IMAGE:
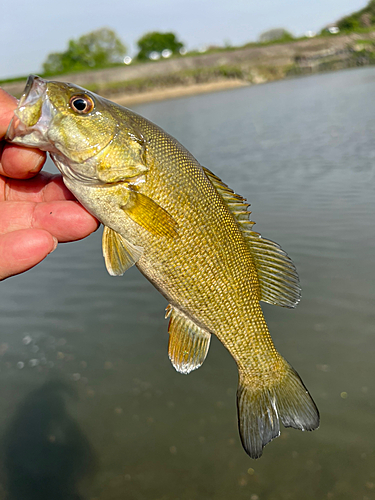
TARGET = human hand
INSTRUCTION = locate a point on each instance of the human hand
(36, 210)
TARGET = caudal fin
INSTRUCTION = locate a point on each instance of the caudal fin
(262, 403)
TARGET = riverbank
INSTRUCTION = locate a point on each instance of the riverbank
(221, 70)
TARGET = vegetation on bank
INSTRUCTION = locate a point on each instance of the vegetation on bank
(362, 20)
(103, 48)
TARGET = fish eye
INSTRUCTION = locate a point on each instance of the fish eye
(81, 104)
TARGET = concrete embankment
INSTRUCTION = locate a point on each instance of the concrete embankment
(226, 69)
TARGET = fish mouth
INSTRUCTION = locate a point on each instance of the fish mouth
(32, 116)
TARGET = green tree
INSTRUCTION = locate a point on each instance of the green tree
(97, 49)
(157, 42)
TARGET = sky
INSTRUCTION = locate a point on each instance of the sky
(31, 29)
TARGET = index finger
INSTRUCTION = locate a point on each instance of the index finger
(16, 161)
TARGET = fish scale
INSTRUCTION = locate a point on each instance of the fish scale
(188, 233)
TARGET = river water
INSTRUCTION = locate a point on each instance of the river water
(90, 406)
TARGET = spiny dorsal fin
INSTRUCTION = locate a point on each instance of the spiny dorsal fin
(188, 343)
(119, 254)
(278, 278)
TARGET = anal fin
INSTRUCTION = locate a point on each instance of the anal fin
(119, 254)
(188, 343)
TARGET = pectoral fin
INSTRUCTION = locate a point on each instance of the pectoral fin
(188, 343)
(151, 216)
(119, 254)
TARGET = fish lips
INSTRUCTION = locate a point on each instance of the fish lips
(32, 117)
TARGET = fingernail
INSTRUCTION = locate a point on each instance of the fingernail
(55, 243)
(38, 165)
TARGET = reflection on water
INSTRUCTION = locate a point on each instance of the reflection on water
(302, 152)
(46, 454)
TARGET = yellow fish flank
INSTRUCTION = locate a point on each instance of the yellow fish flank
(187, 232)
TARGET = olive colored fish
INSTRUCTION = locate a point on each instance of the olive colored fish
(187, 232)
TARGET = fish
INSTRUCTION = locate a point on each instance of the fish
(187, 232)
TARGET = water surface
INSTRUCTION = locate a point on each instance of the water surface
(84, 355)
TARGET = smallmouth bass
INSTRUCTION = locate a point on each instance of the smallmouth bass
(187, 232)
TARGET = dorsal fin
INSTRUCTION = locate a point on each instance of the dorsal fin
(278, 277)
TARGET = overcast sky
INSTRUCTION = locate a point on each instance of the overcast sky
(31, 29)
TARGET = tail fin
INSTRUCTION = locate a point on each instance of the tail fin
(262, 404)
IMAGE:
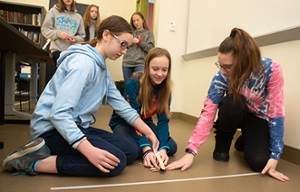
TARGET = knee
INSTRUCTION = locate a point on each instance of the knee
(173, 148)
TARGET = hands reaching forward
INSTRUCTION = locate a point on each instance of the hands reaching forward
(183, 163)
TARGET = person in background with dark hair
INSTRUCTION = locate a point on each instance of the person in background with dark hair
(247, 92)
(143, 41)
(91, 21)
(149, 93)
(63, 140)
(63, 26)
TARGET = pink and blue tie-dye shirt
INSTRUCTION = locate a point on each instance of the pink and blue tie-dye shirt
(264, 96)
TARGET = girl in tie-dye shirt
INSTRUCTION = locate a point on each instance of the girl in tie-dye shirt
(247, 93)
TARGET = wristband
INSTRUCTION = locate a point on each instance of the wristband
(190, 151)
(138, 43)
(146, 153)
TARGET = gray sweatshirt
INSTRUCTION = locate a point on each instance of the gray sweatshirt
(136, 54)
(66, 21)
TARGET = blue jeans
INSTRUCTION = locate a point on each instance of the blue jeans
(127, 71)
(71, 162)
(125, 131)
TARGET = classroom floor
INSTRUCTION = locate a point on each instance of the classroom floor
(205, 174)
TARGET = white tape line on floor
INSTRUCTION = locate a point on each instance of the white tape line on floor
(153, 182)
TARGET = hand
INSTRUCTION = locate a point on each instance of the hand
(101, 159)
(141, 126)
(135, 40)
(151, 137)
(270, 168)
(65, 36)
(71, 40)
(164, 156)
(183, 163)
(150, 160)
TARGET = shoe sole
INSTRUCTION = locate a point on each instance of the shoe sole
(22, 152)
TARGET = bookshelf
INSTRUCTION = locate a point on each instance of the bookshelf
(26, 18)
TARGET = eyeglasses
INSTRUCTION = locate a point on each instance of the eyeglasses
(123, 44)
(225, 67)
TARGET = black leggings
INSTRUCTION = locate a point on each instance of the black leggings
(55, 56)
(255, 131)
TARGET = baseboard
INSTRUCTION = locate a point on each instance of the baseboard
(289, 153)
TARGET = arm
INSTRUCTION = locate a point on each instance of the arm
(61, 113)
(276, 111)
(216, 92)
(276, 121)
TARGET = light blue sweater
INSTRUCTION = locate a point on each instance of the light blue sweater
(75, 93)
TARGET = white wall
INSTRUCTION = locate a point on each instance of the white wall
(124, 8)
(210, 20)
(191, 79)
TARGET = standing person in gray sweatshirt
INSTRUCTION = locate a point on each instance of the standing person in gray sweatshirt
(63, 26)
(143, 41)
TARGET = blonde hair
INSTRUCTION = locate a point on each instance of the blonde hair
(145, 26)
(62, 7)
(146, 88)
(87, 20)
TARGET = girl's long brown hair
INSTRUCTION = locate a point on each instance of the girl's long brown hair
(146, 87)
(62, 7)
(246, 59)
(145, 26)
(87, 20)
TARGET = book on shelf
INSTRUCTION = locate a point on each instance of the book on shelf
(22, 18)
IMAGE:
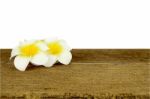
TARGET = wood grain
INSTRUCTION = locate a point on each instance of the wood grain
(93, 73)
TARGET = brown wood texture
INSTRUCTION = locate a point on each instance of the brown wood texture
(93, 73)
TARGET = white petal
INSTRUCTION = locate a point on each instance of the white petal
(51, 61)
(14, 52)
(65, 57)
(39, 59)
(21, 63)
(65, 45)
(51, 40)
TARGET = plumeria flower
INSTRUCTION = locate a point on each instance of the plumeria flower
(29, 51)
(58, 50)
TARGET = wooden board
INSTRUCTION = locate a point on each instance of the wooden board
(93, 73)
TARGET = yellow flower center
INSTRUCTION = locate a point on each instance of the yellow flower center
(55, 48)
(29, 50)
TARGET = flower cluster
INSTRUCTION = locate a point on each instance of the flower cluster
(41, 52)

--

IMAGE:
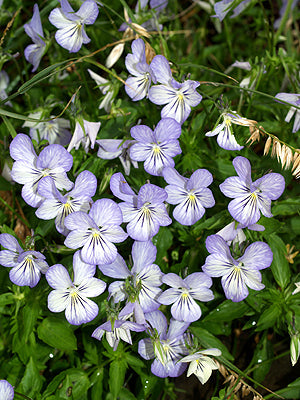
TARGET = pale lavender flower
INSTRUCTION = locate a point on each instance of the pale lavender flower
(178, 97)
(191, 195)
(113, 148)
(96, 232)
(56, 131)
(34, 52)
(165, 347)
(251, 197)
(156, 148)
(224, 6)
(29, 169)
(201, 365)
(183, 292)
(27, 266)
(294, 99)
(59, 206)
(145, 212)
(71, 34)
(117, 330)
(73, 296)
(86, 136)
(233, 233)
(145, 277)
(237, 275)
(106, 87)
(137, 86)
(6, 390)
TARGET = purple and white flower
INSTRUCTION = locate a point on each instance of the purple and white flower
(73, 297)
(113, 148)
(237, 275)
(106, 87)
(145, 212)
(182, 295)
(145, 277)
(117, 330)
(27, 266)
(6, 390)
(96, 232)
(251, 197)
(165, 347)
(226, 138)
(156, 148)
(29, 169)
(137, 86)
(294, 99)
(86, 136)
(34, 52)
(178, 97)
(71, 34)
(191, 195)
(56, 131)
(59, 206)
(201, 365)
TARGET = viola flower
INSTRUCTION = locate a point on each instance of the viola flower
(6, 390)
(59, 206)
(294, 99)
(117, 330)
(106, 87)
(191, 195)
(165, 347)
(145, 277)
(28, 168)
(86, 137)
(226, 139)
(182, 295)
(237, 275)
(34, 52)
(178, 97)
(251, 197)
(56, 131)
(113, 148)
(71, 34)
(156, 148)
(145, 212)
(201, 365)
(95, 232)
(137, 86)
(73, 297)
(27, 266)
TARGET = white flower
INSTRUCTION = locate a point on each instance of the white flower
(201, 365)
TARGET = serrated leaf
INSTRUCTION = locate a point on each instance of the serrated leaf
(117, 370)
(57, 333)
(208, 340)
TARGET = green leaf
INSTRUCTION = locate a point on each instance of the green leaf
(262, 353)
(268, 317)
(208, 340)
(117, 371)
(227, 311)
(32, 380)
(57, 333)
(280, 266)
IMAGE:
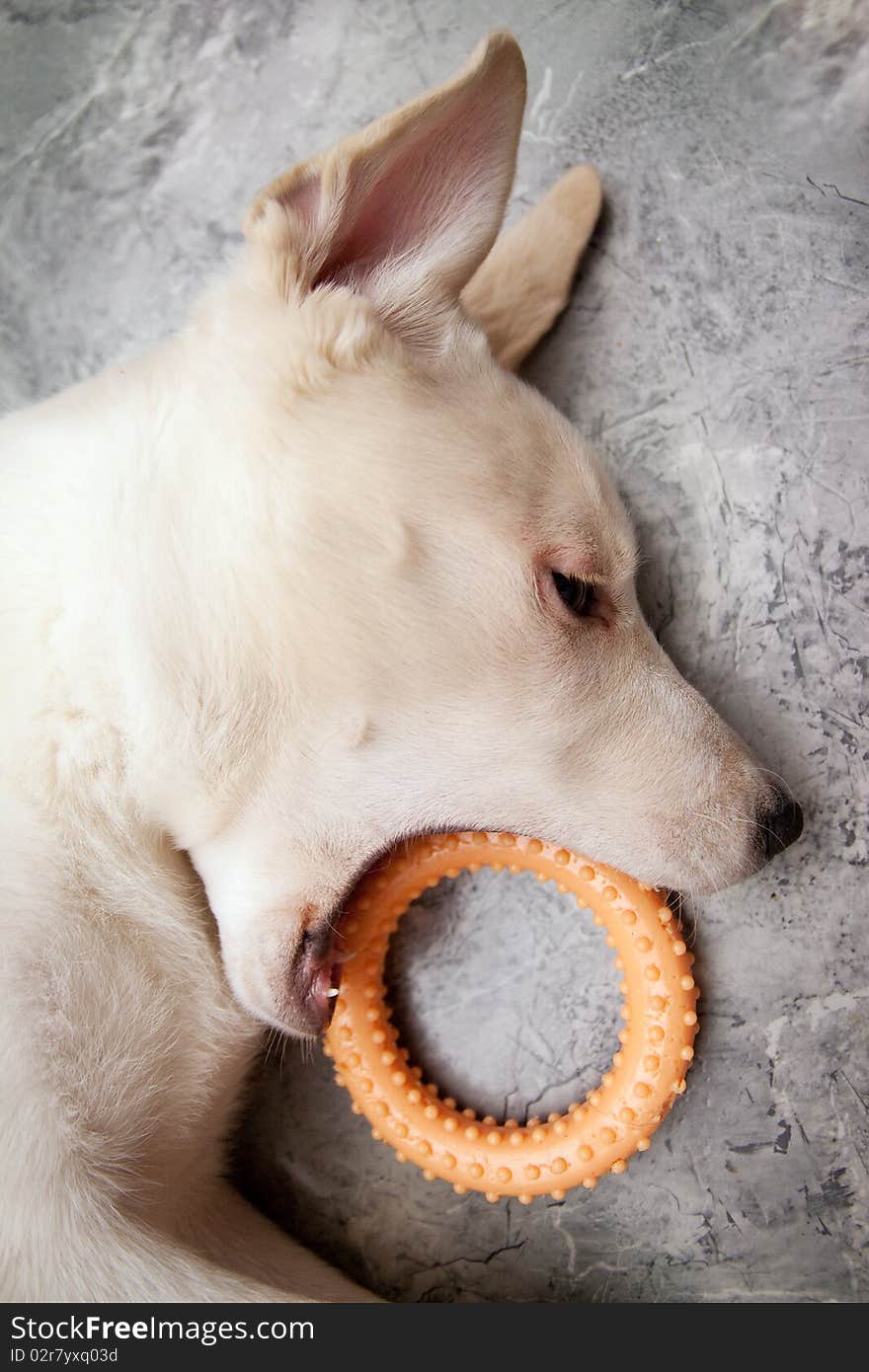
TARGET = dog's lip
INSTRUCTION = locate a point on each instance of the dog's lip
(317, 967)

--

Work required — How many lines of the records above contain the string "smallmouth"? Matching is case-sensitive; reply with the number alone.

Correct result — 2